[Stated problem]: Rewrite the listing below, replacing every "Locate" with "Find" and leaving everything else as it is.

[Input data]:
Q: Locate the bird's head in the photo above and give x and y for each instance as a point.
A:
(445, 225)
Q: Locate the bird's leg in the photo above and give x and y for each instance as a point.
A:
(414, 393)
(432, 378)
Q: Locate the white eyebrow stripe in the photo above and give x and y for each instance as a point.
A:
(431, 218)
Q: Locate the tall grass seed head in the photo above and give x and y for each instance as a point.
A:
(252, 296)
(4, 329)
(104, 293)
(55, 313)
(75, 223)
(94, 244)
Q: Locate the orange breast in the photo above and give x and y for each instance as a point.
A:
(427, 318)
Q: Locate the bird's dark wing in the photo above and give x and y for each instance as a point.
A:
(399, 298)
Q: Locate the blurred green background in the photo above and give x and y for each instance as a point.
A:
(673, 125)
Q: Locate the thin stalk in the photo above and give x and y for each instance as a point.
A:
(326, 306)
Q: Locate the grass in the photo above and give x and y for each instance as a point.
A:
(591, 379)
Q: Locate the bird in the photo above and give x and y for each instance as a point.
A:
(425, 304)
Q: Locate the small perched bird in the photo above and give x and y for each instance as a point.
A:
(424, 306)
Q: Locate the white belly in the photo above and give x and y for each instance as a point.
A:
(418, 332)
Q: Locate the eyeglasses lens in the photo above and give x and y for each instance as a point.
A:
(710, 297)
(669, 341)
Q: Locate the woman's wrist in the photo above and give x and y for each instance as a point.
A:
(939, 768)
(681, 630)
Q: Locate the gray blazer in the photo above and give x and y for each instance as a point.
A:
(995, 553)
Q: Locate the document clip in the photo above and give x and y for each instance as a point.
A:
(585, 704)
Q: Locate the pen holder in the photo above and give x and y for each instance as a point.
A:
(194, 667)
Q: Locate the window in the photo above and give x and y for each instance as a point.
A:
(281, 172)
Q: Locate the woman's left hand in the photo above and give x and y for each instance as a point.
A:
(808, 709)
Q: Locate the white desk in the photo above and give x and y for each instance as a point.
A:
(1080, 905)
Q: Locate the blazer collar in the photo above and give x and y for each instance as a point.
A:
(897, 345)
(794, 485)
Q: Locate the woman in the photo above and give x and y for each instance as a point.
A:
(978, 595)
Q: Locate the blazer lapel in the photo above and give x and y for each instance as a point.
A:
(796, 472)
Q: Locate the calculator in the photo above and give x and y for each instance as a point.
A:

[Exercise solution]:
Q: Find the bird's head in the photo above and give x and y for each instance as a point.
A:
(445, 225)
Q: Find the bird's leg in the photo above and give x and y for each instance as a point.
A:
(414, 393)
(432, 378)
Q: Find the white eyebrow stripe in the photo above and give x and y for each instance as a point.
A:
(431, 218)
Q: Find the tall grass seed head in the photo above and give x and y for each instance as a point.
A:
(252, 296)
(4, 329)
(104, 293)
(55, 313)
(75, 223)
(94, 244)
Q: Find the orange breast in the photo above and give x and y for each instance as a point.
A:
(427, 318)
Q: Find the bird's dark wing in the photo above and give x and y for each instance as a point.
A:
(399, 298)
Q: Find the blurred green background in the photo above and give x and y for each instance as a point.
A:
(673, 125)
Q: Find the thin stalk in the photo above and give x and y for each instance as a point.
A:
(326, 306)
Q: Find the grass in the photo above and give x and y for each instance as a point.
A:
(591, 379)
Q: Find the bird in the photo above and give x and y for each instance as a point.
A:
(425, 304)
Q: Find the small perched bird in the photo above and give x and y for each instance as a point.
A:
(424, 306)
Q: Find the white belly in the photo above and give x and y for each instance as a point.
A:
(418, 332)
Q: Find the eyeglasses lens in the photo above and give x and y for each instance as a point.
A:
(710, 297)
(669, 341)
Q: Find the woman's wrist in the photo above and give x and y for each instance as a point.
A:
(939, 768)
(681, 630)
Q: Find the gray blazer in the photo above and give x and y for each instance as a point.
A:
(995, 553)
Q: Find the document clip in the photo above and give x and y for each instance as a point.
A:
(585, 704)
Q: Find the pen holder in the photo above and give x and y for each instance as a point.
A:
(194, 667)
Q: Find the window in the photo above and give x and y for each instance as a point.
A:
(281, 172)
Q: Find the woman's left hand in the photo above and give x and y for each instance as a point.
A:
(808, 709)
Q: Find the white desk in the photo above and give x and y for each instance as a point.
A:
(1080, 905)
Q: Find the blazer collar in the photo above and give x and y for each instance as a point.
A:
(897, 345)
(794, 485)
Q: Find the woman in the photo above and give x and y for each instance as a point.
A:
(978, 595)
Q: Find the blazer lapel in the photo above and give x and y for each instance as a point.
A:
(796, 472)
Q: Find the calculator in the photo above and give x and y for each instance as a point.
A:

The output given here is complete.